··· Source passage ···
After starting 56 games, scoring 21 points, earning three First Team All-Conference honors, and winning a NEWMAC championship, senior midfielder Cali Bruce might be near the end of her Emerson College soccer career.
Bruce added another award to her trophy case Nov. 30 when she was named United Soccer Coaches NCAA Division III Third Team All-American. But, the selection is likely her last award at the collegiate level as she doesn’t plan on returning next fall.
Everyone keeps asking me [if I’ll come back],” she said. “If it was financially feasible, I would do it in a heartbeat. It’s a little too expensive”
While Bruce hasn’t fully ruled out the possibility of a return, she’s satisfied with her Emerson soccer career.
“I feel like I’ve accomplished almost everything I could have dreamed of,” she said. “To be a part of this team’s growth has been so fulfilling.”
The two-year captain achieved plenty while wearing a Lions jersey, but she said the All-American selection—the first ever bestowed upon an Emerson women’s soccer player—was the most surprising.
“I didn’t believe it,” Bruce said of the selection. “It was surprising especially because we didn’t make it far into the [NCAA] tournament. But it also felt like all the work I put in since I started playing soccer finally paid off.”
Bruce started playing soccer in her hometown of Richmond, Virginia. The daughter of Skye Eddy, a UMass Amherst women’s soccer standout and former professional player, Bruce isn’t sure exactly when she started playing, but she knows the sport has always been a part of her life.
“I like to say that I was a soccer player before I was even born,” Bruce said. “I always joked that [soccer] was in my blood.”
By the time she was 8 years old, Bruce was a one-sport athlete, focusing all her attention on soccer. At 12, she joined Richmond United of the Elite Clubs National League, where the best young players in the sport competed against each other frequently. The league also serves as a scouting hotspot for college coaches, something Bruce regularly experienced as she got older.
“If you join an ECNL team, you [get] the opportunity to be in front of coaches,” she said. “By age 14, I’m having big college coaches coming in watching me play, which is arguably crazy.”
Playing in a highly competitive environment, Bruce was destined for collegiate soccer, but it was around this time she began feeling the Division I path wasn’t for her.
··· Dataset entries ···
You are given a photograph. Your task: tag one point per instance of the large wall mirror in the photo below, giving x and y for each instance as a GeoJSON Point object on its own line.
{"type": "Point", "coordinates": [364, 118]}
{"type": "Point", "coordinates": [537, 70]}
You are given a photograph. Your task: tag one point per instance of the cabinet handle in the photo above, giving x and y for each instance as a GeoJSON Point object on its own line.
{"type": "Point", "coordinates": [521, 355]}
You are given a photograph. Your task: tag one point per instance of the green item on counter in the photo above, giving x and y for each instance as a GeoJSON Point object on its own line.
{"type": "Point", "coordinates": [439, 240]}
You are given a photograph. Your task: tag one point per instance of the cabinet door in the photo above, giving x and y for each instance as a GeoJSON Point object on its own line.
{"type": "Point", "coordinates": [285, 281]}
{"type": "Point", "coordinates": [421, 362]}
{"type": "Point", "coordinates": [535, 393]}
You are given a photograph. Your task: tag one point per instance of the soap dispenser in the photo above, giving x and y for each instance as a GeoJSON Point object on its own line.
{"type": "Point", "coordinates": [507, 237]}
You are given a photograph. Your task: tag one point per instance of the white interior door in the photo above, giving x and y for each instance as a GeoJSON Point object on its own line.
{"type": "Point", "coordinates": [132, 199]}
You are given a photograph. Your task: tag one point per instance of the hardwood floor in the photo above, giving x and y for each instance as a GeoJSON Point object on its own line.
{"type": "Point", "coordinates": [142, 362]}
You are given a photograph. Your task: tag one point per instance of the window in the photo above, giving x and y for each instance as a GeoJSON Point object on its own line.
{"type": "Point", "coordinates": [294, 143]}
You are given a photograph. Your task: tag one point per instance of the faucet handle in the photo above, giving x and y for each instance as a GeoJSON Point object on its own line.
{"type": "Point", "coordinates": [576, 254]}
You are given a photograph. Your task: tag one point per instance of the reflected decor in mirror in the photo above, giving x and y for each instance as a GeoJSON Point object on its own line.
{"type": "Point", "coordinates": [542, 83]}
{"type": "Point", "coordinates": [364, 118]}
···
Required tasks:
1 > In the soccer profile of Cali Bruce, why did her All-American selection surprise her? Answer in one to three sentences.
2 > Could you carry on the soccer profile of Cali Bruce, starting after its last sentence?
None of the entries are needed for what follows.

Results by task:
1 > Bruce found the selection surprising especially because her team didn't make it far into the NCAA tournament. She also said it felt like all the work she had put in since she started playing soccer had finally paid off.

2 >
“I always had a loving relationship with soccer, but around 15, it started to feel like a job,” she said. “I didn’t want to quit, but I realized I didn’t want it to be everything that my life was. I want[ed] to live my life, and I didn’t want soccer to be my life.”
Bruce said her path was atypical—most of her ECNL teammates went to Division I schools to continue their soccer careers. At the time, she feared she might not be good enough to compete at the highest levels of collegiate soccer.
“I was struggling with my own insecurity,” she said. “I didn’t think I was good enough to go to a Division I college. Now, looking back, I know I would have been capable of going to certain Division I schools and getting good minutes. But it was a moment of teenage insecurity.”
Whatever her motivation to forgo Division I offers for Emerson, Bruce feels confident in her choice now. She played out a successful collegiate career in which she won several individual awards and a conference championship, but she also learned to appreciate her own talent in a way she couldn’t as a teenager.
“The biggest thing I’ve gotten out of these four years is that I’m capable and I always have been capable,” she said. “It’s not like I can kick a ball better now than when I was 17—what’s really changed is my mentality. I’m able to play for myself and for my team now and for the love of the game.”
Another benefit Bruce found in playing for the Lions was Head Coach David Suvak.
“It is really common for a coach to make it about themselves,” Bruce said. “Something I really appreciate about [Suvak] is that he just wants to support us. He doesn’t have his ego in the game. If you make an error, he’s gonna give you feedback, but it’s never pushing you down—he’s trying to lift you up.”
Bruce explained this is rare in college soccer—many of her friends at Division I universities have no such player-coach relationship.
“I talk to my friends who go to [Division I schools] they’re like, ‘My coach is so mean, I barely talk to [them],’” Bruce said. “That’s just not a dynamic that occurs here with me and Suv.”
Suvak agrees, viewing Bruce more as an ally than an underling.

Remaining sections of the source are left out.